### Given passage
####

The Houthi rebels, supported by Iran, have recently launched missile attacks on cargo ships and Western military vessels in the Red Sea. This has clear ramifications for trade and markets, but what are the objectives of the attackers?

To better understand the historical and political backdrop of such disruptions, Double Take recently welcomed two longtime observers of conflicts and tactics in the region: Daniel Sobelman, assistant professor of international relations at Hebrew University and research fellow at the Harvard Kennedy School’s Belfer Center for Science and International Affairs, and Ryan Bohl, Senior Middle East and North Africa analyst at RANE, a strategic intelligence firm that advises businesses on cyber and geopolitical risk.

In Sobelman’s view, an “axis of resistance” gradually sprouted in the region over the last two decades amid widespread Middle East destabilization that allowed Iran to advance geopolitically. The resistance typified by the Red Sea attacks, Sobelman believes, aims to upend the regional order that the US has been endeavoring to achieve in the region since the 1990s.

I would say that although it definitely feels like the Houthis have just popped into our lives out of nowhere, they really have been gaining strategic clout for years … They are indigenous to the highlands of Northern Yemen and just across the border from Saudi Arabia. They started out as a religious cultural movement that opposed Saudi religious and political influence in Yemen, and they fought multiple limited wars with the Saudis in the early 2000s, which they survived. And then following the advent of the so-called Arab Spring, which was more like an Arab upheaval than a spring, they managed to gain further ground, consolidate their power, and ultimately in 2014 they took over the Yemeni capital Sana’a.

Daniel Sobelman, assistant professor of international relations, Hebrew University of Jerusalem, and research fellow, Harvard Kennedy School’s Belfer Center for Science and International Affairs

This advance startled and alarmed the Saudi Arabians, which assembled a coalition and launched a massive aerial offensive on the Houthis. A years-long war broke out that, in Sobelman’s view, was generally under-covered by international media, even as a Houthi drone and cruise missile strike temporarily incapacitated a significant portion of Saudi Arabia’s oil production in 2019.

In the course of this war, the Houthis became increasingly reliant on military assistance from Iran and the Lebanese Hezbollah, including long-range precision-guided military hardware such as drones and ballistic missiles. And the Houthis became a testing ground for new sophisticated weapons systems.

####

### Extracted entries

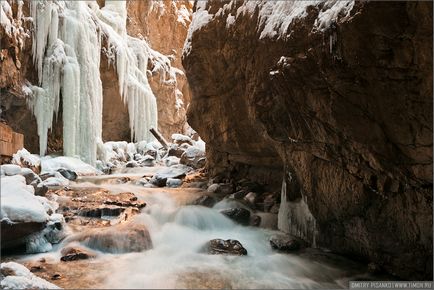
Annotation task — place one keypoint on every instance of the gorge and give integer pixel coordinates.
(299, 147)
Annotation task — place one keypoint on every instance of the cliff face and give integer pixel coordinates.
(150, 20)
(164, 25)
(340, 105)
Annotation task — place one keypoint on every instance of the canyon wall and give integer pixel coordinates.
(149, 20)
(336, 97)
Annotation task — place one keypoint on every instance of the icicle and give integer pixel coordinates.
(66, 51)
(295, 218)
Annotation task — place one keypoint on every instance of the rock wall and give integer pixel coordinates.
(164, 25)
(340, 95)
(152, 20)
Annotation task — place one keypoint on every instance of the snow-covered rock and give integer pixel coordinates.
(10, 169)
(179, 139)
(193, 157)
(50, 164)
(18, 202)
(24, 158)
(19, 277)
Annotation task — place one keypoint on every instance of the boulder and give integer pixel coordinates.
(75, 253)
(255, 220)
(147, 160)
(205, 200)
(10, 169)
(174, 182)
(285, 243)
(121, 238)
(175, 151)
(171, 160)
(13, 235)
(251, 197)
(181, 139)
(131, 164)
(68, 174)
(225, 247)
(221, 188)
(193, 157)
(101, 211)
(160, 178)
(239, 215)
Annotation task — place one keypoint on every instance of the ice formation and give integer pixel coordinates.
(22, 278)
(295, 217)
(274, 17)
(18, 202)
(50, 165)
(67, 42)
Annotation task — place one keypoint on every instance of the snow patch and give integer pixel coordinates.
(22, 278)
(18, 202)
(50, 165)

####

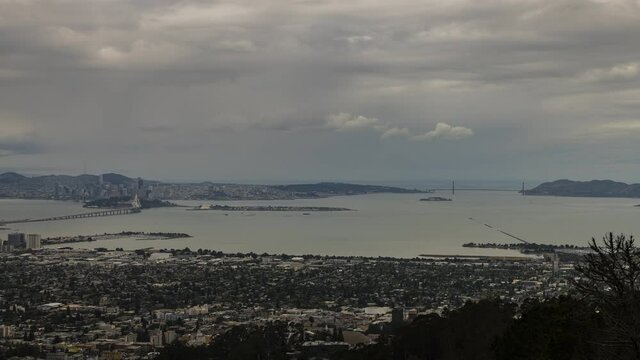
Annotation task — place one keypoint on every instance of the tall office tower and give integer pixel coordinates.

####

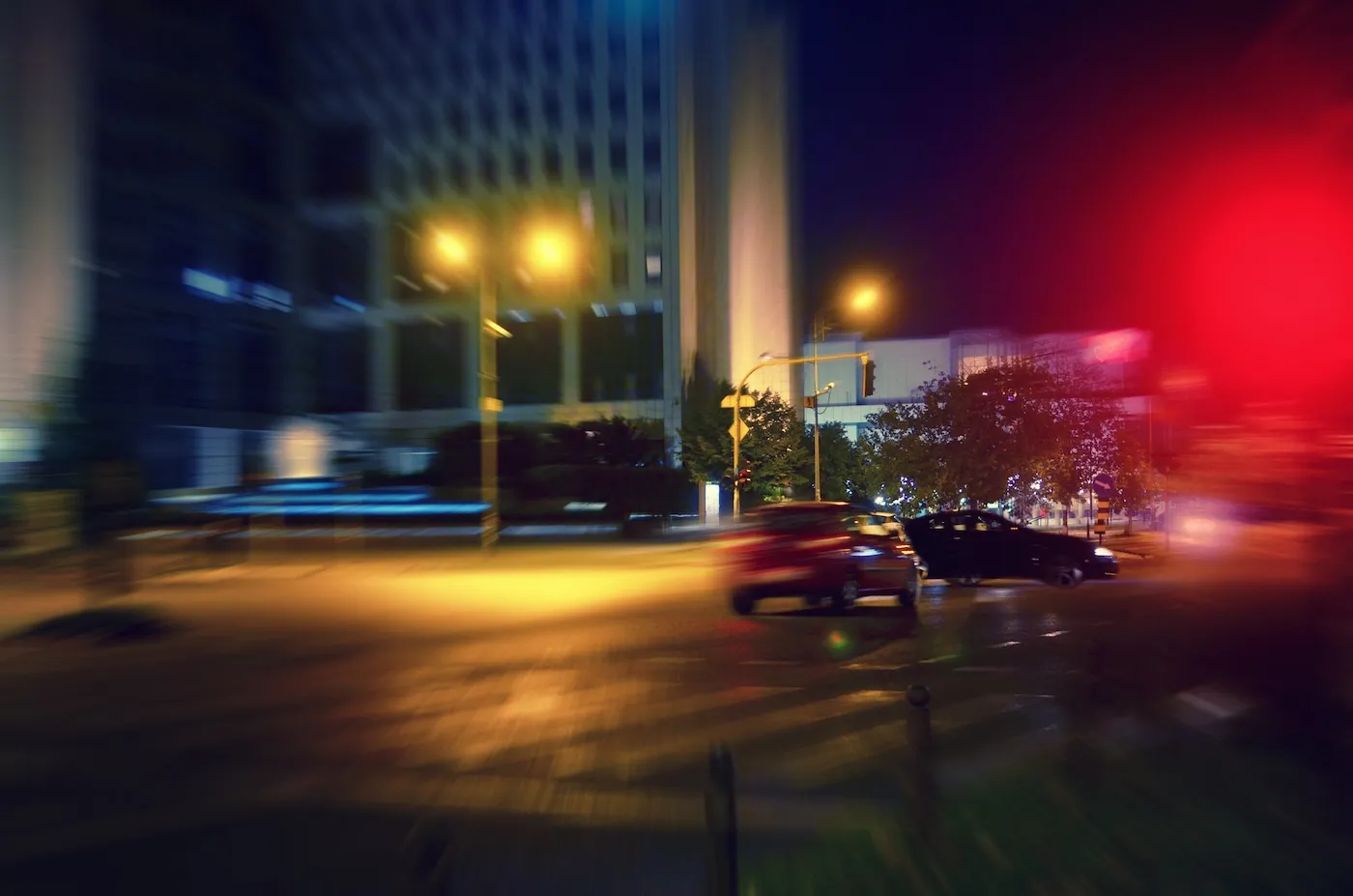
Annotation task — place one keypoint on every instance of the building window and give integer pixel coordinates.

####

Carry on the article about the Houthi attacks in the Red Sea, starting right after its last sentence. You won't need the entries.

### Output
From a strategic standpoint, from a geopolitical standpoint, the Houthis shifted the balance of power vis-a-vis Saudi Arabia over these past few years when not too many people were even paying attention. There is not that much, by the way of a literature about the Houthis exactly because of this; that not many people were really paying attention to this process.

Daniel Sobelman

From Bohl’s perspective, this chain of events caused Houthi recruitment numbers to surge inside of Yemen and led to the group positioning itself as a pro-Palestinian champion throughout the region, a regional leadership position they did not have before.

Until those conditions go away, they do not have an incentive to stop, in part because the US is not going to bring to bear the amount of force necessary to truly degrade or even destroy the Houthis’ capabilities. That is a war the US is not interested in. And certainly with things going on in Ukraine and East Asia with China, (the US) has no interest in escalating to that position. So without a massive amount of force being brought onto them and without their political imperatives being reshaped, the Houthis will keep carrying these attacks out so long as they have drones and missiles to do so.

Ryan Bohl, Senior Middle East and North Africa analyst at RANE

According to Bohl, aerial attacks can only do so much to degrade the Houthis, and the US appetite is essentially nil for a ground offensive in Yemen. Blockades and deprivation of resources have also proven to have limited effect.

The Houthis, again, are an asymmetric force that can cobble together a drone or a rocket out of stuff that you could carry on a backpack. And that is the real issue here, is that they are using a very low-tech approach to launch these attacks. So, if they were building big tanks and things like that, that required advanced components, a blockade is a lot more effective because the shipping that’s required for such systems is a lot easier to spot … Some of the rockets they can just make out of sewer pipes and things like that on the ground inside of Yemen itself, where they can make it indigenously. Other things, it can be cobbled together from consumer electronics that they can smuggle from Oman, from even Saudi Arabia. It is very hard to block a force like this that uses such low technology to carry out their attacks.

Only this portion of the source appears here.